(Given data)

************

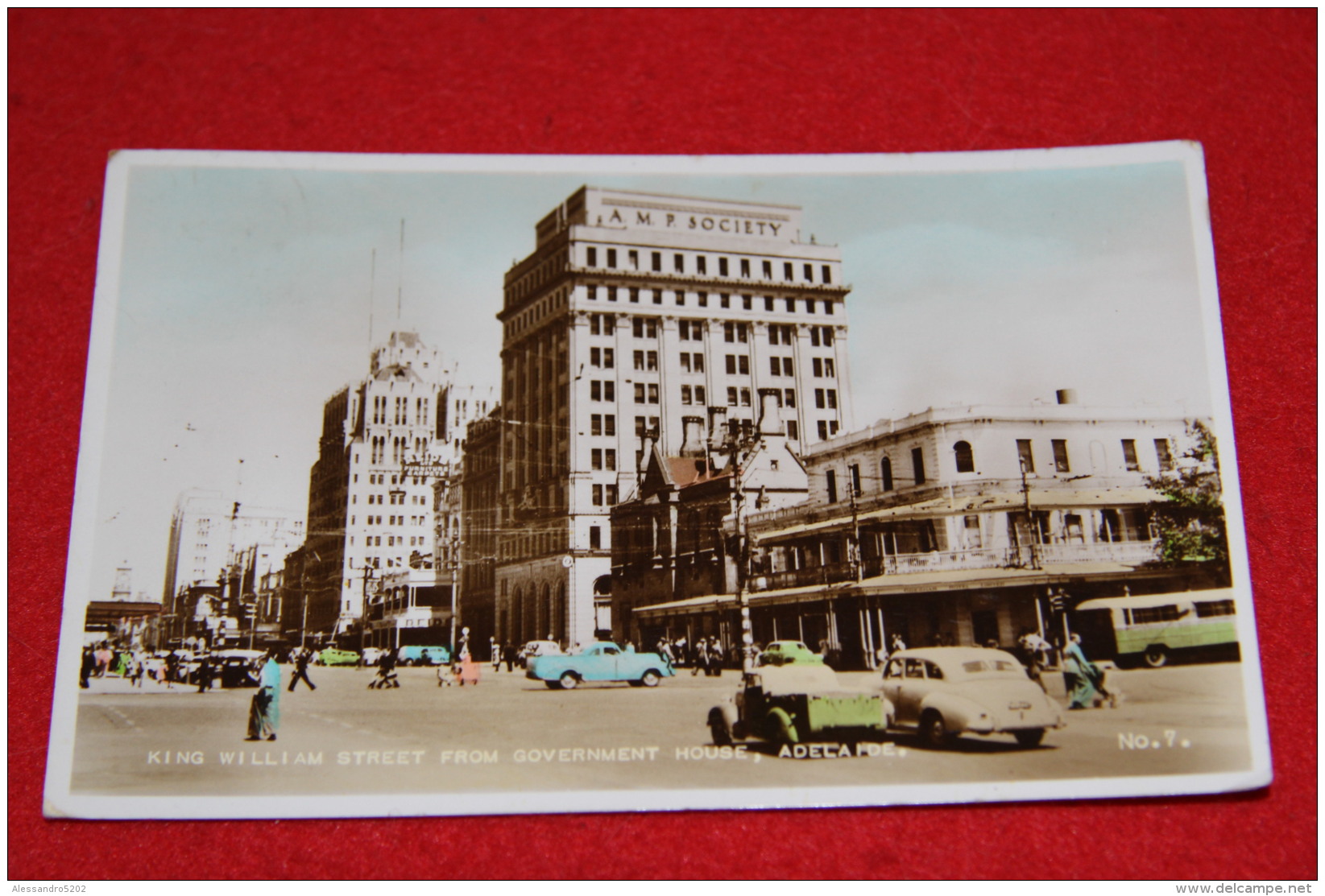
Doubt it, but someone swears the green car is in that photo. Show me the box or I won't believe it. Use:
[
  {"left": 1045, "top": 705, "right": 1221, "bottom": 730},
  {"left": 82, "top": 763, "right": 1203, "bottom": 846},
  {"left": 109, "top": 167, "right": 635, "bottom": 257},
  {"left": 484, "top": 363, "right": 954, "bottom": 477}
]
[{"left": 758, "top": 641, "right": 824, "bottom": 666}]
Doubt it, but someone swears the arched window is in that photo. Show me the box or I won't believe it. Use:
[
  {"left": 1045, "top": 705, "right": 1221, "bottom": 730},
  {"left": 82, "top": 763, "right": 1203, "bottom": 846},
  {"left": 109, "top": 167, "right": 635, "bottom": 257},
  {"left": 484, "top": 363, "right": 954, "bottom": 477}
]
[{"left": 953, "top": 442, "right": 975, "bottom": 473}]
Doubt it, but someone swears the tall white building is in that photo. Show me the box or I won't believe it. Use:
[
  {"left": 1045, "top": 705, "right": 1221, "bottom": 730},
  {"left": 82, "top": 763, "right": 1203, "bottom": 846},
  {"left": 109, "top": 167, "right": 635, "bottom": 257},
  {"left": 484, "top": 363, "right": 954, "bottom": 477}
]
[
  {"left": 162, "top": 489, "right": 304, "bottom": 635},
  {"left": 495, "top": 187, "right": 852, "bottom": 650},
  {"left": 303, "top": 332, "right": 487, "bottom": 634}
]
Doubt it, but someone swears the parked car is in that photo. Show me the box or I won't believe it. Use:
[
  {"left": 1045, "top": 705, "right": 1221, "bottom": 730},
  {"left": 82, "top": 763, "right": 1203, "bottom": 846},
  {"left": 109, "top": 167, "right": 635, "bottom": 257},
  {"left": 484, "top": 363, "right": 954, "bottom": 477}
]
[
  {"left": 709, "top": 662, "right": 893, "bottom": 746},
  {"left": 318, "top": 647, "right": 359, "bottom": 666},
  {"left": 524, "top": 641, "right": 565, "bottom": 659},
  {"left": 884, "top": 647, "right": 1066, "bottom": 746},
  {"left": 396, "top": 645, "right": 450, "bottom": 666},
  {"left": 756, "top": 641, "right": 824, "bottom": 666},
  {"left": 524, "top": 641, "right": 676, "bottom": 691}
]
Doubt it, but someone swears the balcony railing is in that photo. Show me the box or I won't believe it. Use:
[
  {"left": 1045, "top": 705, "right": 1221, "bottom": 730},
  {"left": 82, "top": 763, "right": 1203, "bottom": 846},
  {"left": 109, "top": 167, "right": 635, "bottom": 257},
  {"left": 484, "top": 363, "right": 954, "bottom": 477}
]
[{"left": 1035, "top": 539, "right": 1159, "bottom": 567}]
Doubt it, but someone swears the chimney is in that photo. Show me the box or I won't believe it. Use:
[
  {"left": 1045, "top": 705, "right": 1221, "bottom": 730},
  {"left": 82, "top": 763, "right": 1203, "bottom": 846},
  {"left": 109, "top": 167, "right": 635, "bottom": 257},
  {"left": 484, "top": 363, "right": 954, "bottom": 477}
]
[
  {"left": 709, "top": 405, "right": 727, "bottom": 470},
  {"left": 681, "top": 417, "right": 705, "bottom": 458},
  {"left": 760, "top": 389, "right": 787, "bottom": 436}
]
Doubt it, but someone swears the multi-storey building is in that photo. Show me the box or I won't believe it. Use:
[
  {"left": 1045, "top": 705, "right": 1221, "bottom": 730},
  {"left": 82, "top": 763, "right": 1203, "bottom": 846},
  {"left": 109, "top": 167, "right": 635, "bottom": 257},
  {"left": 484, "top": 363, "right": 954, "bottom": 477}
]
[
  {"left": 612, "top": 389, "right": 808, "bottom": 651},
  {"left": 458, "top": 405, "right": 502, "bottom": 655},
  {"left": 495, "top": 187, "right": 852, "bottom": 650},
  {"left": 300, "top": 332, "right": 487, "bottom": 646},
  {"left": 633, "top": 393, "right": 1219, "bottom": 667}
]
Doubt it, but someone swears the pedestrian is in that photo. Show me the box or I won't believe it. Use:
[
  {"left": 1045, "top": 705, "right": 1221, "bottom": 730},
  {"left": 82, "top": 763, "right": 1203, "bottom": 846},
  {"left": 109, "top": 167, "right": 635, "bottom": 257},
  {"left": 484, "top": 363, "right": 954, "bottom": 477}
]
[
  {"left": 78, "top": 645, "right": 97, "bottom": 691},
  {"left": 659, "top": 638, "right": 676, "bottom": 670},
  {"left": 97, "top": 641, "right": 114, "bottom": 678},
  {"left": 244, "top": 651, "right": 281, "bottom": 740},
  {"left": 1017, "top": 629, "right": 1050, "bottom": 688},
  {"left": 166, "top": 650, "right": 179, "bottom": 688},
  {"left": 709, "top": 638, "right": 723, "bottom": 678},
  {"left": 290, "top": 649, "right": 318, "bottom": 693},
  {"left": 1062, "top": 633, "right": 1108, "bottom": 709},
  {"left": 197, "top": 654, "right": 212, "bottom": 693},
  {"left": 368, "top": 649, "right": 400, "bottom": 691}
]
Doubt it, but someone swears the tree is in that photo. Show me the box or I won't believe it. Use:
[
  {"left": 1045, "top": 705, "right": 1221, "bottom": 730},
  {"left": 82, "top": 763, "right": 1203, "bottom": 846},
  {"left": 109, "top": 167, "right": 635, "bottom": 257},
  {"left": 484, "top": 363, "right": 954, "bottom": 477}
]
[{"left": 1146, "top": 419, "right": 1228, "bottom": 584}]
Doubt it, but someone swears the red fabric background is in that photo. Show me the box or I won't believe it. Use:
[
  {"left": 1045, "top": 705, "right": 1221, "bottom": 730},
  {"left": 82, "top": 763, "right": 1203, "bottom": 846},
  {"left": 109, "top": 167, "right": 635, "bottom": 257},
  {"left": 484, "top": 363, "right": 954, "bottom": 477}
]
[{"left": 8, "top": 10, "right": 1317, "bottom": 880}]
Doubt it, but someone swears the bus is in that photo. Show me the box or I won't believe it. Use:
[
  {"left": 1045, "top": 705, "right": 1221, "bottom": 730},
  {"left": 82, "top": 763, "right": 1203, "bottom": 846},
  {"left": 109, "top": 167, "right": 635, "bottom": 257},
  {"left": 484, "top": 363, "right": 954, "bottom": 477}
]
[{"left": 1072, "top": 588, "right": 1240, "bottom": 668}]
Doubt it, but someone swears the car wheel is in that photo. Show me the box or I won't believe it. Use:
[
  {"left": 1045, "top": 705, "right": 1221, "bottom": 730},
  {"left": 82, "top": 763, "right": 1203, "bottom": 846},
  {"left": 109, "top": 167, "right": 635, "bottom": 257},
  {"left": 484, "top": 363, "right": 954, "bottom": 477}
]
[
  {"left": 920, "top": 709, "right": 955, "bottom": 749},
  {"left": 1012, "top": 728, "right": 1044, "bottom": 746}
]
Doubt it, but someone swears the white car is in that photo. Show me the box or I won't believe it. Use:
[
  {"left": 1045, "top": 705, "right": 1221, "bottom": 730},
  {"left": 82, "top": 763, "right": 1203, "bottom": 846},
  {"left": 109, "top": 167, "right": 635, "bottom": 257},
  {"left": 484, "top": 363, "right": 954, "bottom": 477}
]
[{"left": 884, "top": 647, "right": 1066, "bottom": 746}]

************

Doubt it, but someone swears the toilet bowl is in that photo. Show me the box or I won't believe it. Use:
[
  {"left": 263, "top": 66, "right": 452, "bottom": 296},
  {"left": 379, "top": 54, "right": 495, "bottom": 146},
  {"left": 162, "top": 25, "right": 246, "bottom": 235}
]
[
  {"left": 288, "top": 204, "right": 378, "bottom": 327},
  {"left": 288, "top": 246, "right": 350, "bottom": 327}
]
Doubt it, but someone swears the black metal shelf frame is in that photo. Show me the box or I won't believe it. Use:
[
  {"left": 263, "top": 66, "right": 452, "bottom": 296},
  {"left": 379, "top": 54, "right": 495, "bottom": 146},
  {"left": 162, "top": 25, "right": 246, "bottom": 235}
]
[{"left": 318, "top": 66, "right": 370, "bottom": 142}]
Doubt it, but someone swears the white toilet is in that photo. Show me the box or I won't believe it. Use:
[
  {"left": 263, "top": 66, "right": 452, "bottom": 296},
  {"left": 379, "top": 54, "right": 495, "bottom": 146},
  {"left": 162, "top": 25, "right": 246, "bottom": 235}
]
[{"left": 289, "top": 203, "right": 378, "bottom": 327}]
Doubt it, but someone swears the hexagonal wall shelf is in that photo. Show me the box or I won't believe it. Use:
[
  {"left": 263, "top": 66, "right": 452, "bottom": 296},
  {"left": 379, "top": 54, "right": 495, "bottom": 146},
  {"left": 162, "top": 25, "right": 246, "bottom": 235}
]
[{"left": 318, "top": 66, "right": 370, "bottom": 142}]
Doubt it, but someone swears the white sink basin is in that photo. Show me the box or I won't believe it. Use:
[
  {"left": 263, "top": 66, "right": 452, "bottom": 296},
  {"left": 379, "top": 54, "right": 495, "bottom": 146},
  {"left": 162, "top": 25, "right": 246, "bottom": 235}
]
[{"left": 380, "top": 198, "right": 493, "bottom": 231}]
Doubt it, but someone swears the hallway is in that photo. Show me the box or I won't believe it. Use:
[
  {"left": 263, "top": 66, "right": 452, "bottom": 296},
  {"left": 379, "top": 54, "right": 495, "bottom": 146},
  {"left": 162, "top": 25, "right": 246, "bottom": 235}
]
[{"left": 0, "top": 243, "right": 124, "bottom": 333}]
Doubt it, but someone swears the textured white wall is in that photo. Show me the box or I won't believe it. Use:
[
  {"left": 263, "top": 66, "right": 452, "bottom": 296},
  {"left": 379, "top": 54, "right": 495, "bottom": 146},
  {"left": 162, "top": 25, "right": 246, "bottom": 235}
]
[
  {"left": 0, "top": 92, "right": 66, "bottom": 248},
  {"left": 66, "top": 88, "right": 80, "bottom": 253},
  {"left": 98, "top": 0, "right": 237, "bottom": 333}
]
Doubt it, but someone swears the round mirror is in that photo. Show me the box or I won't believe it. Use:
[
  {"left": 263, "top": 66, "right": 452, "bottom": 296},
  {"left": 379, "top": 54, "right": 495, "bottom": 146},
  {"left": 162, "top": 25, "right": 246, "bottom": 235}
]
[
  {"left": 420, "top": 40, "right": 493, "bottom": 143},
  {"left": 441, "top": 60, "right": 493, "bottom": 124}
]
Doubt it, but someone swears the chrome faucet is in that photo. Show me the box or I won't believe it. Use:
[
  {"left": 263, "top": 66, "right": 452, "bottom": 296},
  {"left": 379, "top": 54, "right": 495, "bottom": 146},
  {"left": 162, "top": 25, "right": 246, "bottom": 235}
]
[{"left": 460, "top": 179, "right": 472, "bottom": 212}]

************

(Given problem)
Pick out each line above that contains the string "wall" and copy those lines in full.

(Answer to this problem)
Doubt it, but someone swears the hexagonal wall shelf is in that photo. Show me the box or I won't believe it. Use:
Doubt it, but someone swears the textured white wall is in that photo. Show me the box or I won't believe it. Use:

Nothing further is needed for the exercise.